# WHAT YOU SHOULD DO
State how many of the lines below contain the string "frozen", treating uppercase and lowercase as different, and reply with the number alone.

(Rows from a pointing dataset)
--

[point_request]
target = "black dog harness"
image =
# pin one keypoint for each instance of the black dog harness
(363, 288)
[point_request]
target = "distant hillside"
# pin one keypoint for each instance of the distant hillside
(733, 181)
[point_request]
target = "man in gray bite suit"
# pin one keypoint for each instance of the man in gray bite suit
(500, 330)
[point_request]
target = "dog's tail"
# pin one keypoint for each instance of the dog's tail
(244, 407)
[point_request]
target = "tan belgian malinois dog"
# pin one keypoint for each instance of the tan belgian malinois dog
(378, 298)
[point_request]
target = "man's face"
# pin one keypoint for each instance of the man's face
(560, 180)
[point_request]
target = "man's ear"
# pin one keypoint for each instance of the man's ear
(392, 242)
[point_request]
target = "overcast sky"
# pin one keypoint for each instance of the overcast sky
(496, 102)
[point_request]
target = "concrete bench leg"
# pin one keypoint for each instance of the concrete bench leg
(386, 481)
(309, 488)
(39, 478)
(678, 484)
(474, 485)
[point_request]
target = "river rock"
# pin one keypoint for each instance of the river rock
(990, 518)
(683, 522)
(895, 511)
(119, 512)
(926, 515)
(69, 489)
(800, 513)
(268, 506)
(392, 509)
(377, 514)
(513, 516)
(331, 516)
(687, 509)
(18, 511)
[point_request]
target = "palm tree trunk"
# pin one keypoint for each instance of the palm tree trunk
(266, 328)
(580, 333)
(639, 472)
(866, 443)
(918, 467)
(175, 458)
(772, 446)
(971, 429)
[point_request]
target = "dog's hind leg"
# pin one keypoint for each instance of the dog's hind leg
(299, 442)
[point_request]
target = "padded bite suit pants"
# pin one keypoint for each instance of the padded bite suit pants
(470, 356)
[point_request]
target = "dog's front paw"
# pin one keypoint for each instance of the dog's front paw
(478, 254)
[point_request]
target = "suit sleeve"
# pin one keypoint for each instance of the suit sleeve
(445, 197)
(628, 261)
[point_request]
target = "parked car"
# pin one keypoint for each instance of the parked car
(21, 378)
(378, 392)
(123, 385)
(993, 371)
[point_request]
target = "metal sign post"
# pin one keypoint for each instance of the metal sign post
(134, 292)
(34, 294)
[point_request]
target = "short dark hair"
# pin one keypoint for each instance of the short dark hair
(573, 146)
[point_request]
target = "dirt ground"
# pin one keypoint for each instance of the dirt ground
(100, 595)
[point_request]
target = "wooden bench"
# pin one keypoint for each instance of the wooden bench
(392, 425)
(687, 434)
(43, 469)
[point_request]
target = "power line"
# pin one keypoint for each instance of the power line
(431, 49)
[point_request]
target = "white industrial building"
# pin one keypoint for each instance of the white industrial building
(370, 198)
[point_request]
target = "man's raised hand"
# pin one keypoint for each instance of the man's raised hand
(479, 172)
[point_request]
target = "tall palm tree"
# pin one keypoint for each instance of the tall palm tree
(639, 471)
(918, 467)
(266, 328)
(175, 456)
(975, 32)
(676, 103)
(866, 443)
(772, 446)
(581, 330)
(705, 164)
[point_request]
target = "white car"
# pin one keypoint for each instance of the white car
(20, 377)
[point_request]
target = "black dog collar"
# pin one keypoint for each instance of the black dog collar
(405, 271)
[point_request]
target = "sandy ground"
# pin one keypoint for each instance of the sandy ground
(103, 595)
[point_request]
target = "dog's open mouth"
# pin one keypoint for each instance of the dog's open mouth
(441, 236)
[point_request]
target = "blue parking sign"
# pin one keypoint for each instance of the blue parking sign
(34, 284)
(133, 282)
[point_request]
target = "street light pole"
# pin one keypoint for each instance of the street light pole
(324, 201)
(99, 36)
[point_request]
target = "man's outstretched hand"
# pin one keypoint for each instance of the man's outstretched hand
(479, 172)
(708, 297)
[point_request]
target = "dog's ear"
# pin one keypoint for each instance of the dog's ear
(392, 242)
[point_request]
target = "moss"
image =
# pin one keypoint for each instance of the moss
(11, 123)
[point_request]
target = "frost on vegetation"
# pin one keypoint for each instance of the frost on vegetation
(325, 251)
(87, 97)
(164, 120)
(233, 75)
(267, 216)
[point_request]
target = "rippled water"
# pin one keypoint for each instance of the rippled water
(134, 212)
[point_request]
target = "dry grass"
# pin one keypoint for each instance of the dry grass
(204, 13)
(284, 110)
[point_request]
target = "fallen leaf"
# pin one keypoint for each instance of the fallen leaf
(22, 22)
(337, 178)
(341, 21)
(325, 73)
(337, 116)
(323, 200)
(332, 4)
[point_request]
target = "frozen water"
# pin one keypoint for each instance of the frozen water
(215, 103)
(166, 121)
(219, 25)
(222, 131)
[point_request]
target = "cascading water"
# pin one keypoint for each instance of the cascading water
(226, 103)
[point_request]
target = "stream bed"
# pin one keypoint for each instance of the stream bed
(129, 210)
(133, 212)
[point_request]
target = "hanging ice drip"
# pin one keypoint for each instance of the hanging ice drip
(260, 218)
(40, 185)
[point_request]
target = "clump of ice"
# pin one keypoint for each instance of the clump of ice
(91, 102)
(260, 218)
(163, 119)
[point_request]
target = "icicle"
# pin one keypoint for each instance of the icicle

--

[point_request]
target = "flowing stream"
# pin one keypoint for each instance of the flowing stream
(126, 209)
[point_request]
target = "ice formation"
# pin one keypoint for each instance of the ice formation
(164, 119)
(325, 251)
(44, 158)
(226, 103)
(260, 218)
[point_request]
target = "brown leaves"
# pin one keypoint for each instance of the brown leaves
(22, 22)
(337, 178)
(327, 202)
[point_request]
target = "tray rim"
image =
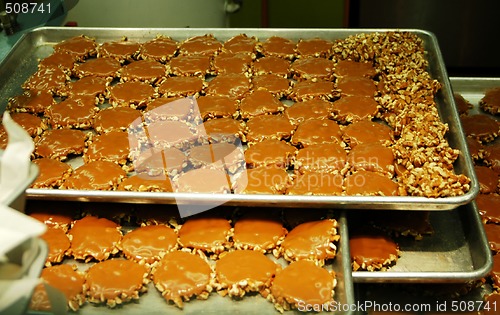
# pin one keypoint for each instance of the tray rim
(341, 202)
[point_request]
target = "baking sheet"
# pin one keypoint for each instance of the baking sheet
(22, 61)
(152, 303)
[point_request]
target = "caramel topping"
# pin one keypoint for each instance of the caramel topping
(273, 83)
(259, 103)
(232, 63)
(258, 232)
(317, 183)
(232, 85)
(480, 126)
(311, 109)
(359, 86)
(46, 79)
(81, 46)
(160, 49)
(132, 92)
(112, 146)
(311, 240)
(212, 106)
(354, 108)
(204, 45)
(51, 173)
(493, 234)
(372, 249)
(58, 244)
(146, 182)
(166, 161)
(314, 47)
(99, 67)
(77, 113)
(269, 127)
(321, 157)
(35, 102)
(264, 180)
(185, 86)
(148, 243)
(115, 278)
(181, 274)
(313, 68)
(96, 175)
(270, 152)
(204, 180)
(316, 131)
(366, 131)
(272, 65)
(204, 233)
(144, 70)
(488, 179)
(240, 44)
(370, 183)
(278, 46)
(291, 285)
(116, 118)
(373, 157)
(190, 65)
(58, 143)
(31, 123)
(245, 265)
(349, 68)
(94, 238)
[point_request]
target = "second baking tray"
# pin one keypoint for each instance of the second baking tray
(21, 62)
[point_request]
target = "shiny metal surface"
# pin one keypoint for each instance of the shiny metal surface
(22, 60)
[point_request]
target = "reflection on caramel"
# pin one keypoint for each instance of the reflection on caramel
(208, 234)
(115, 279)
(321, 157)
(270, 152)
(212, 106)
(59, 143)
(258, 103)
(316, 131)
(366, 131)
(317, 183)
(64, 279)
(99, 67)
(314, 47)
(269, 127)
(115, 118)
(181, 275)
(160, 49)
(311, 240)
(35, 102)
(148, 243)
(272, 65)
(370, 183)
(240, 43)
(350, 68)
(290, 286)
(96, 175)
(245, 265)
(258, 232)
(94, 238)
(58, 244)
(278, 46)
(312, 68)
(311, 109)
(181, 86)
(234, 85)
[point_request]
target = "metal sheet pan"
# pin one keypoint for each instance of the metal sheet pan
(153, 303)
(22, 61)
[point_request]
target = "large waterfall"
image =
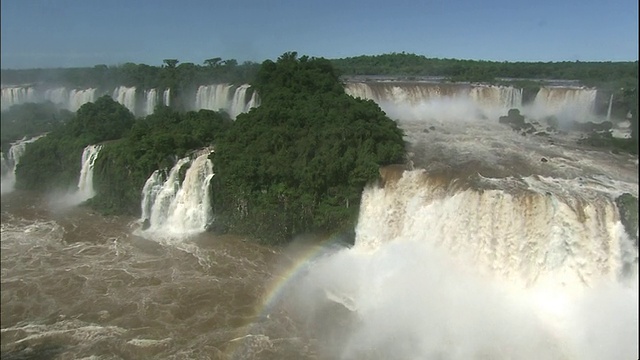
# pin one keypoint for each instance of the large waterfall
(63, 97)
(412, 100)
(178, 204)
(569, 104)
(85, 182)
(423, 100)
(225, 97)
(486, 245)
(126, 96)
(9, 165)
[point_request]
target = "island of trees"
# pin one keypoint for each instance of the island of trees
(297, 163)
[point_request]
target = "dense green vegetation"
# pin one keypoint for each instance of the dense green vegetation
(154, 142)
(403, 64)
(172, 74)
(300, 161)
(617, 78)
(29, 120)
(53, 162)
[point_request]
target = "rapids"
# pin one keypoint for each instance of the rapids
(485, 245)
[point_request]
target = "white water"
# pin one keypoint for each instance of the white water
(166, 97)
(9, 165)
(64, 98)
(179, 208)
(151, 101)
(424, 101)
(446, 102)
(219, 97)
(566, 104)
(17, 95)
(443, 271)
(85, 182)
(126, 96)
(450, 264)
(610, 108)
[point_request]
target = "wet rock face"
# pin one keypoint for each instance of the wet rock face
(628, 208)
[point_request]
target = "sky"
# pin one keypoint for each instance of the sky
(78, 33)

--

# FULL SOLUTION
2